Aim of the task. Begin at the line that has "Task: confirm every instance of the blue jeans" and stop at the end of the records. Write those lines out again, requests included, and shift each answer point by adding 130 to both of its coordinates.

####

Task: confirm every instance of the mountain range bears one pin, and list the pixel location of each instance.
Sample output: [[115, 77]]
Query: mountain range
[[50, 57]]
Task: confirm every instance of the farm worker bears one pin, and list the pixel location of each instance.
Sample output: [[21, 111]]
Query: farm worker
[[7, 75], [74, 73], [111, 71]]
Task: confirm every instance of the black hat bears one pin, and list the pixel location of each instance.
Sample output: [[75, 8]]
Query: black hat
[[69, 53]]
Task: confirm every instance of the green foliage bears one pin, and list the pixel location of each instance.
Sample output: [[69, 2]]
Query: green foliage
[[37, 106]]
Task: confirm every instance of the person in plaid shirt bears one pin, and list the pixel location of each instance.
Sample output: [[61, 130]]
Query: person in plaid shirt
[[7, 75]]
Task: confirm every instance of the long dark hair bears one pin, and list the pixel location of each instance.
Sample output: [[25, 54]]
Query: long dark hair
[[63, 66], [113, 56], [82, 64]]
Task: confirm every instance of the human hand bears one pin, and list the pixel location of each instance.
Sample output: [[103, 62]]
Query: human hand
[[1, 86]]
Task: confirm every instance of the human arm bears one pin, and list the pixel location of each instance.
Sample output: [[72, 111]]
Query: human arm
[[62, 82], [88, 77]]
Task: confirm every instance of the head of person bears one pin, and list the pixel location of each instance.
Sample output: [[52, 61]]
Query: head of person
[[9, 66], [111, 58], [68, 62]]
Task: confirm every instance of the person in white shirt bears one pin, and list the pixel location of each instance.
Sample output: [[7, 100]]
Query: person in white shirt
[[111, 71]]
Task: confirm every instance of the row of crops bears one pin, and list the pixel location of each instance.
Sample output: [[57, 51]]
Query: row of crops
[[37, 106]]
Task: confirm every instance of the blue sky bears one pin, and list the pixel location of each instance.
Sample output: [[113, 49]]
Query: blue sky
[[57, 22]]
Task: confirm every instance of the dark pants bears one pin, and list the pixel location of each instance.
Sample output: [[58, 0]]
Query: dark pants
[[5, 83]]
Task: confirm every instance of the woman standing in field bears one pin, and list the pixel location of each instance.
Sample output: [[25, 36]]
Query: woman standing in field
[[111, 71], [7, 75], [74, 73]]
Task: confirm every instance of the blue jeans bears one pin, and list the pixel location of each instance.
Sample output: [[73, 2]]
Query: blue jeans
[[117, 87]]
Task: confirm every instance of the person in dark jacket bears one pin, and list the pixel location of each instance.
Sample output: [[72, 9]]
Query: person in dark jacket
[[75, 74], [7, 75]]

####

Result for this exercise.
Task: confirm every instance of the blue jeans bears one pin, and list the pixel location of each instance.
Sample output: [[73, 2]]
Query: blue jeans
[[247, 217]]
Task: confirm every instance of the person in dark jacket bears one pin, and list the pixel location of each instance.
Sample output: [[72, 9]]
Query: person in dark jacket
[[205, 204], [137, 205]]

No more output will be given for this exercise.